Stored entries:
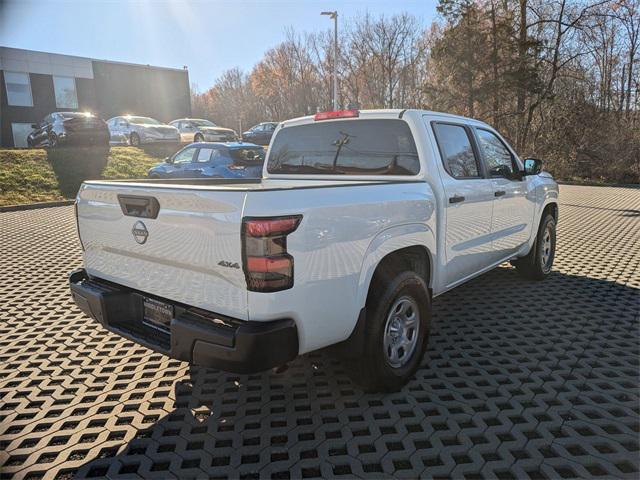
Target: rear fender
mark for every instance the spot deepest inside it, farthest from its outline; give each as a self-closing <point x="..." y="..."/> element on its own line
<point x="388" y="241"/>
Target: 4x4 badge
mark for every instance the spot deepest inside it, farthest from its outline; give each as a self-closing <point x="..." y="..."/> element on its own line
<point x="140" y="232"/>
<point x="224" y="263"/>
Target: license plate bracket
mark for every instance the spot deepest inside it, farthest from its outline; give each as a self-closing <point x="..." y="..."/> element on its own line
<point x="157" y="314"/>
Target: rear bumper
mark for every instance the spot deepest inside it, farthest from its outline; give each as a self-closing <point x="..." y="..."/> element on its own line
<point x="195" y="336"/>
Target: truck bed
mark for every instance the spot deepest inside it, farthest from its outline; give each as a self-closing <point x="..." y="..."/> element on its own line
<point x="215" y="184"/>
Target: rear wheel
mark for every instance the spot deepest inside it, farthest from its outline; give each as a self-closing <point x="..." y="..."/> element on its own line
<point x="134" y="139"/>
<point x="538" y="262"/>
<point x="396" y="334"/>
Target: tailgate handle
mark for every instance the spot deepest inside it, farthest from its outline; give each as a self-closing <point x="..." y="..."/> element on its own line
<point x="139" y="206"/>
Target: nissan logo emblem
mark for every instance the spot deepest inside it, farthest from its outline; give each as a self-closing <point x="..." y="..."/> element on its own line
<point x="140" y="232"/>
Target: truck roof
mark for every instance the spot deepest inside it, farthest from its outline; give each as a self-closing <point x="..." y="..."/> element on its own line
<point x="386" y="113"/>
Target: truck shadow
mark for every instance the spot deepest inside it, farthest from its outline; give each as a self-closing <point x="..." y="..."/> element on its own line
<point x="517" y="358"/>
<point x="73" y="165"/>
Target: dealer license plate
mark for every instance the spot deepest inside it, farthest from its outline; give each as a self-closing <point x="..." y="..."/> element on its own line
<point x="157" y="314"/>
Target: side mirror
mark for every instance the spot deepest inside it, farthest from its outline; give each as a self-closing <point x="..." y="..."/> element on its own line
<point x="532" y="166"/>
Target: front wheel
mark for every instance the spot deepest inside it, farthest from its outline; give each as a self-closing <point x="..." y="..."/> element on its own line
<point x="536" y="265"/>
<point x="397" y="331"/>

* **Task objective**: From the data above, give the number of lines that hold "rear", without anything else.

* **Answer for the task**: 3